_Stated task A:_
Name the credentials that the MemCachier instructions say you need in order to communicate with the MemCachier API.
_Stated task B:_
Extend the MemCachier instructions onward from their final sentence.

___ Reading text ___

Step 1: Obtain your MemCachier credentials

To communicate with the MemCachier API, you need your MemCachier username, password, and cache ID. You can find your credentials and cache ID on the Settings page of your analytics dashboard.

Only credentials that have the API capability can access the MemCachier API. You can also manage capabilities from the analytics dashboard Settings page.

To access your application’s MemCachier analytics dashboard, run the following Heroku CLI command in your terminal:

$ heroku addons:open memcachier

Step 2: Test out flushing the cache

To test flushing your cache, you’ll perform a cURL request. You’ll pass a basic Authorization header to authenticate the request. The Authorization header requires a Base64-encoded value: a username and password separated by a colon. For example, username:password would be Base64-encoded to dXNlcm5hbWU6cGFzc3dvcmQ=.

On Unix-like operating systems such as macOS and Linux, you can Base64 encode your username and password with the following command, adding your actual username and password values:

$ echo -n <username>:<password> | base64

echo -n removes the trailing newline character. If a newline character is accidentally added when encoding, authorization will fail with the error, code=401, message=Bad user.

___ Material ___

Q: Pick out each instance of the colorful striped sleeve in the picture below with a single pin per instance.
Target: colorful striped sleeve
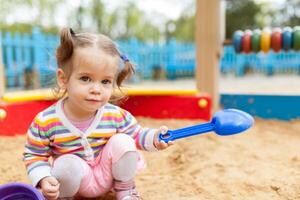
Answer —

___

_Written reply A:_
Username, password, and cache ID

_Written reply B:_
You can now flush your cache with the following cURL request. Make sure to substitute your cache ID and Base64-encoded credentials:

$ curl -X POST https://analytics.memcachier.com/api/v2/caches/<cache_id>/flush \
  -H 'Authorization: Basic <base64_encoded_username:password>'

Step 3: Subscribe to Webhook notifications

After you verify the cURL flush command is working by successfully flushing your cache, you’re ready to subscribe to deploy webhook notifications.

To trigger the flush command when you deploy your app, you’ll subscribe to notifications from the api:release entity. In your terminal, run the webhooks:add Heroku CLI command. Again, make sure to substitute your cache ID and Base64-encoded credentials:

$ heroku webhooks:add \
-i api:release \
-l notify \
-u https://analytics.memcachier.com/api/v2/caches/<cache_id>/flush  \
-t 'Basic <base64_encoded_username:password>'

See the Heroku App Webhooks documentation to explain the options used in that command.

Now, any time you deploy to Heroku, your cache will automatically flush its old data.

If you ever update your MemCachier credentials, you must also update your webhook.

Additional resources

See the Webhook documentation for more information on setting up Heroku Webhooks.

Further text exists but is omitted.